Retype, without alteration, each line from the line containing "the bridge roadway" to the final line of the records.

* begin Available records *

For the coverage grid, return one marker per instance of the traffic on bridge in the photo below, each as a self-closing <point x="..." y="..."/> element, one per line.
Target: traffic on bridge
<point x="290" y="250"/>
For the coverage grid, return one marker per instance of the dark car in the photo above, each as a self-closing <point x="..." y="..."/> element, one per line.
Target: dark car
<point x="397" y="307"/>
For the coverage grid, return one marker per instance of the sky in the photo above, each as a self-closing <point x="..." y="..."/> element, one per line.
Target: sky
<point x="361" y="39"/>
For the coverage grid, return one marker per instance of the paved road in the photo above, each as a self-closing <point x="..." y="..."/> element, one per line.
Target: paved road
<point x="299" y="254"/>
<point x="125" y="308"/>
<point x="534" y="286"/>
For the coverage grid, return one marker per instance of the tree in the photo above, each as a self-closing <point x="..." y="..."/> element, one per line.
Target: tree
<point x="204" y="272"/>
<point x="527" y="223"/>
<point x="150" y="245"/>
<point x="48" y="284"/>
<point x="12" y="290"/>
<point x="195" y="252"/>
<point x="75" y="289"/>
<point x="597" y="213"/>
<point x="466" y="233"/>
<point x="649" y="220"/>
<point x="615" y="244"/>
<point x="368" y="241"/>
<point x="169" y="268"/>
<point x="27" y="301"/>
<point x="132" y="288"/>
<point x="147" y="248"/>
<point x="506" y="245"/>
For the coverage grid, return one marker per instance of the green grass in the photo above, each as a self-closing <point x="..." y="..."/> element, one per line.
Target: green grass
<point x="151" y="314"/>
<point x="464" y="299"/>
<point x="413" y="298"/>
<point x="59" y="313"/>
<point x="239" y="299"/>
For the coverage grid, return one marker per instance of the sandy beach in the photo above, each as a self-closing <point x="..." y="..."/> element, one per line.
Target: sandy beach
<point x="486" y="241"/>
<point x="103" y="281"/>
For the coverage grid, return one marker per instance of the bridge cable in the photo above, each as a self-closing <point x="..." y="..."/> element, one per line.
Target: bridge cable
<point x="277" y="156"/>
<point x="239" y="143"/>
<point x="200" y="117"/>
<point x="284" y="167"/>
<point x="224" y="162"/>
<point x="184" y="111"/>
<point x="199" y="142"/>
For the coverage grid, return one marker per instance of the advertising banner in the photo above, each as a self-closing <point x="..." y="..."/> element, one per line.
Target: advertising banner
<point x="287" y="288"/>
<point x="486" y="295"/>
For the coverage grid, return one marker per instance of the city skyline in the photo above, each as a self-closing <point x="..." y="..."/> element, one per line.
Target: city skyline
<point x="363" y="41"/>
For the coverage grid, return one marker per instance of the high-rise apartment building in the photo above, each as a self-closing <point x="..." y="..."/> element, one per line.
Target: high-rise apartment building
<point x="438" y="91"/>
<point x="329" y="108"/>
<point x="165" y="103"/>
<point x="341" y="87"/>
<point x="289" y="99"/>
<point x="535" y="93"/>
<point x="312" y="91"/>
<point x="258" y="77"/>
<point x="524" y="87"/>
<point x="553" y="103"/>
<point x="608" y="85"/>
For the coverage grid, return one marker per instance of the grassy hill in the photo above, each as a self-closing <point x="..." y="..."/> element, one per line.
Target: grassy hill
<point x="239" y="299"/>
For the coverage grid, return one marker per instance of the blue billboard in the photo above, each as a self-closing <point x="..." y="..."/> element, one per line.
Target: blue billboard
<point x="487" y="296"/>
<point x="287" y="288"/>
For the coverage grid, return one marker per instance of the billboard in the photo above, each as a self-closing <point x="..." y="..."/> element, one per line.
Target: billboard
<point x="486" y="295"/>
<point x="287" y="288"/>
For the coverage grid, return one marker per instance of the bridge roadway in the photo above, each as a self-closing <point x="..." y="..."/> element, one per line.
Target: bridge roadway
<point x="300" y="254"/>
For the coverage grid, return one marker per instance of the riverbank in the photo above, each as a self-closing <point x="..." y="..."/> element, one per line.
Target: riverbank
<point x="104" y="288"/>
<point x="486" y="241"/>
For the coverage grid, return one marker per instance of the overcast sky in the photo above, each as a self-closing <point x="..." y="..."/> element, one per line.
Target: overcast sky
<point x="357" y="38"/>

* end Available records *

Finished task:
For the coverage grid, return one marker per instance of the bridge roadway in the photo above, each as a self-closing <point x="..." y="..."/> element, one per line.
Target: bridge roadway
<point x="300" y="254"/>
For the coverage grid, return one marker per instance of the riverbank in the photo above, each as a self-closing <point x="..." y="..."/> element, one per line.
Target: riverbank
<point x="104" y="288"/>
<point x="486" y="241"/>
For the coverage grid, return one marker per instance of the overcast sky in the photo above, each as a self-closing <point x="..." y="..."/> element, one per line.
Target: overcast sky
<point x="357" y="38"/>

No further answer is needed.